Aim of the exercise —
Copy the lines word for word. Begin at the line that contains "Where can you find the white bowl" and end with the final line of the data.

Segment Open

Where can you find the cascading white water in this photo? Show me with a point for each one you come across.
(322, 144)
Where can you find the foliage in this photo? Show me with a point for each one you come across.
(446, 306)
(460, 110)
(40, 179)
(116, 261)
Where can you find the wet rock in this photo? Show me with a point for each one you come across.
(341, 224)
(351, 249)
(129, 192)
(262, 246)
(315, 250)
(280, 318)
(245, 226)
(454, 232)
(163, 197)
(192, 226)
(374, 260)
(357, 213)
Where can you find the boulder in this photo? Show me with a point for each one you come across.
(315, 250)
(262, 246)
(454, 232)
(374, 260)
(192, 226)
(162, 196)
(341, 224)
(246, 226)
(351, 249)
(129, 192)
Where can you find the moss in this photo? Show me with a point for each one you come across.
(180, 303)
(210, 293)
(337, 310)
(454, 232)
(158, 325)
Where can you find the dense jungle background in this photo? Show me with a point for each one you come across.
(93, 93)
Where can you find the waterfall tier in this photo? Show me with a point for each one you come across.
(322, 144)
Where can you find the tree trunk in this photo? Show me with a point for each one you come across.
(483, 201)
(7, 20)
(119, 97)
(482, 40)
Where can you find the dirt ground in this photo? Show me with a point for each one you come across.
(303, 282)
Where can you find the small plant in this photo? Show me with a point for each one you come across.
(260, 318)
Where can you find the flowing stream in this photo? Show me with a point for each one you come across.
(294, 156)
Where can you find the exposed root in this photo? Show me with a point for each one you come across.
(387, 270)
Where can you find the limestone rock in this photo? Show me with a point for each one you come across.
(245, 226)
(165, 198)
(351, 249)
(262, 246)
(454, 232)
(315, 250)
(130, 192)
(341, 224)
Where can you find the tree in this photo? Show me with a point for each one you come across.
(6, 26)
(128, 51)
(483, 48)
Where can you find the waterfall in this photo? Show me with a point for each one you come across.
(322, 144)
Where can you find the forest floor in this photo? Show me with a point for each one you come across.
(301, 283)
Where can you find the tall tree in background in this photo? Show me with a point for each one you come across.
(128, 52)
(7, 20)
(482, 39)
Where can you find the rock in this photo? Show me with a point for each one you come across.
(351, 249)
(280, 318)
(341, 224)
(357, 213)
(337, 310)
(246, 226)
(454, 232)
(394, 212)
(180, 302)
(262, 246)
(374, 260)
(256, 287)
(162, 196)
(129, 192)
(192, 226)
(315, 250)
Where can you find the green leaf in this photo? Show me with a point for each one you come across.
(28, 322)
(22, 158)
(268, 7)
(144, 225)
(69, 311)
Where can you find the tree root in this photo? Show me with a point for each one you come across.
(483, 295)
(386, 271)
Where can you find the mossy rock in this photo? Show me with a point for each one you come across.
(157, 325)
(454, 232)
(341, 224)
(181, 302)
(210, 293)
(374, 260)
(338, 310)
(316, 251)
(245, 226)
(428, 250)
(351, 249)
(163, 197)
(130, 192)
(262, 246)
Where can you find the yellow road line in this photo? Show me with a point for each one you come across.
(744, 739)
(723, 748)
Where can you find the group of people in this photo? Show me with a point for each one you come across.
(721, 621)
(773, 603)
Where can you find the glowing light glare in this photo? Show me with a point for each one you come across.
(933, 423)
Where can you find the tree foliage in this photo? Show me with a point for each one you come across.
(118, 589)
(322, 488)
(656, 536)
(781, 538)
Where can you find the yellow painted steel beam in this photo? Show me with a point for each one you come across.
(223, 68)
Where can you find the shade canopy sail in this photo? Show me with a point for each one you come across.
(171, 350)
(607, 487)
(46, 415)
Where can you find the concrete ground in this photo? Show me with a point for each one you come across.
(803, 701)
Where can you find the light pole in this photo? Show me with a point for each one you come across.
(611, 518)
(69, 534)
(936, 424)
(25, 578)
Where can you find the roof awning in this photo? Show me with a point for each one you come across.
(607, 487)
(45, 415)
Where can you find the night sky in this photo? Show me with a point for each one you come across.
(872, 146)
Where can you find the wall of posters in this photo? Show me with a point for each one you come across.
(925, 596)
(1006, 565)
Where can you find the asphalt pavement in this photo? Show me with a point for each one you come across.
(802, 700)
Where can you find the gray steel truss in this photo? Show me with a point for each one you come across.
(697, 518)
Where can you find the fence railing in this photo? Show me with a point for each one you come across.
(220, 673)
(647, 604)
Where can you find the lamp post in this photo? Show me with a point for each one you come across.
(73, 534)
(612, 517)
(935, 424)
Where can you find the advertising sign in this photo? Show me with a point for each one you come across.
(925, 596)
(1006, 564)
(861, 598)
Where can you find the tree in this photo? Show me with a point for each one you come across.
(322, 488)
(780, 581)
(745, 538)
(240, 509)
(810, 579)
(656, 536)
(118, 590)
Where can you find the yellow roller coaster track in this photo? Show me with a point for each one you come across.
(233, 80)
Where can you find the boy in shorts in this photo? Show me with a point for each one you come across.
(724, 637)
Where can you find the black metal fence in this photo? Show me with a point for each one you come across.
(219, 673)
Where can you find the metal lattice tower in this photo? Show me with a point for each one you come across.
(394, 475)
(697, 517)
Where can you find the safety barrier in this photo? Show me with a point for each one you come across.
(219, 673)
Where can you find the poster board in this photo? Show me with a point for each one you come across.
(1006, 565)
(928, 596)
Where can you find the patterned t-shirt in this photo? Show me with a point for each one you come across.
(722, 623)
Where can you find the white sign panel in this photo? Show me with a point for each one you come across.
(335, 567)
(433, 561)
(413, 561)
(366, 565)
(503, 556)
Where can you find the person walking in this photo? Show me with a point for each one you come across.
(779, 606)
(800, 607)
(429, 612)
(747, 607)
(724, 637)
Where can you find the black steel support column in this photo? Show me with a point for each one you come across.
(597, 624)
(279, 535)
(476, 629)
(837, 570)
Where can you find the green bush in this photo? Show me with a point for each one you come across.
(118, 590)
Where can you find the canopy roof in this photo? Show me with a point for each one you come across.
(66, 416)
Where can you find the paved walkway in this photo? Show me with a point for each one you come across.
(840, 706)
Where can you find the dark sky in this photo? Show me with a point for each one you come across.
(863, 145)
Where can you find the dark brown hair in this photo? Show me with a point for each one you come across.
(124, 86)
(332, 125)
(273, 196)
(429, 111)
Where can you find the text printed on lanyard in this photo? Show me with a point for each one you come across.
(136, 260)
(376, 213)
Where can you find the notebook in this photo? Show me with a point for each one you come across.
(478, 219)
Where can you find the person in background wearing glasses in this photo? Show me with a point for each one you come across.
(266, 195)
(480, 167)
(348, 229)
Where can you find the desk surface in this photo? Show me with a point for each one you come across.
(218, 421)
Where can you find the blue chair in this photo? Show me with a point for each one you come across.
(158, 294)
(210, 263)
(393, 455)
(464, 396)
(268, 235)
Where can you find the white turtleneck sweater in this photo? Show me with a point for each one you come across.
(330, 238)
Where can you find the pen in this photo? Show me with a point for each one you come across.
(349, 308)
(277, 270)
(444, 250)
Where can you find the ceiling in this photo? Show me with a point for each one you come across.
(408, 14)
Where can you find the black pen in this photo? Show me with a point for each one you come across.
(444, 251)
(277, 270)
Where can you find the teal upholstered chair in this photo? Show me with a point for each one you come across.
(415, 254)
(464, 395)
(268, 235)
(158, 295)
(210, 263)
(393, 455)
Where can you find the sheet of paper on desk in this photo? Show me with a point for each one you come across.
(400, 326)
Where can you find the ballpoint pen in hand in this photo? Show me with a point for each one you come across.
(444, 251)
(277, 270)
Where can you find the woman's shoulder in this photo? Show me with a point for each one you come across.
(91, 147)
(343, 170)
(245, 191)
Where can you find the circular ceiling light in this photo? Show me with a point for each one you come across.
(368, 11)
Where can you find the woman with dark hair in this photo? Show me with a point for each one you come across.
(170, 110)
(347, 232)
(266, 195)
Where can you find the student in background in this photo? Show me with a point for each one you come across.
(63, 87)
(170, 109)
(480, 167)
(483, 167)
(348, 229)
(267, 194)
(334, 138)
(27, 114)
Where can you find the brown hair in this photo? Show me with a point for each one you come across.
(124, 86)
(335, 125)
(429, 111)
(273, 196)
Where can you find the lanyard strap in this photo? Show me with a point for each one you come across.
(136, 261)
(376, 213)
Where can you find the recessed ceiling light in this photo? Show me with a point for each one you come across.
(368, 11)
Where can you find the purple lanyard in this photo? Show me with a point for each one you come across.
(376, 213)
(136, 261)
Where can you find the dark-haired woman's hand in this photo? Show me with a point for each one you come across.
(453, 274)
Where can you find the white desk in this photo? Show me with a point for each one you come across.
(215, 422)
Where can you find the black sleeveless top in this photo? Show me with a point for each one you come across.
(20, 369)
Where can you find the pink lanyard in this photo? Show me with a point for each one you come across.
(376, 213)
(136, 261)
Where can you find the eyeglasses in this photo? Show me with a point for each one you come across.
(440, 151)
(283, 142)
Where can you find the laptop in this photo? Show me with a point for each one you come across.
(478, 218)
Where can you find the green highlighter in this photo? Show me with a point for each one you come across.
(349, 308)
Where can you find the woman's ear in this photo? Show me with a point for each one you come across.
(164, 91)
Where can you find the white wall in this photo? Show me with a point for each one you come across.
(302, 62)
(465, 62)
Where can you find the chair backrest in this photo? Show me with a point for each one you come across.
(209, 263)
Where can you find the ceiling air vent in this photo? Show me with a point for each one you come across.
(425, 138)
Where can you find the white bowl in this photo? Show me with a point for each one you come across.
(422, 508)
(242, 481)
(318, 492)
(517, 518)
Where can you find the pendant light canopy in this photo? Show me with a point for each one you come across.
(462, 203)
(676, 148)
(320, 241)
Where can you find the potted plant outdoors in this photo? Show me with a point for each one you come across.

Segment Closed

Reply to the task —
Where can you find the white bowl in this photo? Show me with a point for each one you come across.
(422, 508)
(242, 481)
(318, 492)
(517, 518)
Where can you find the pendant light canopy in this photo? Show me with a point for each one you come across.
(462, 203)
(676, 148)
(320, 241)
Where can you find the potted plant outdoors in this photo? Show me with a point for each one you come across.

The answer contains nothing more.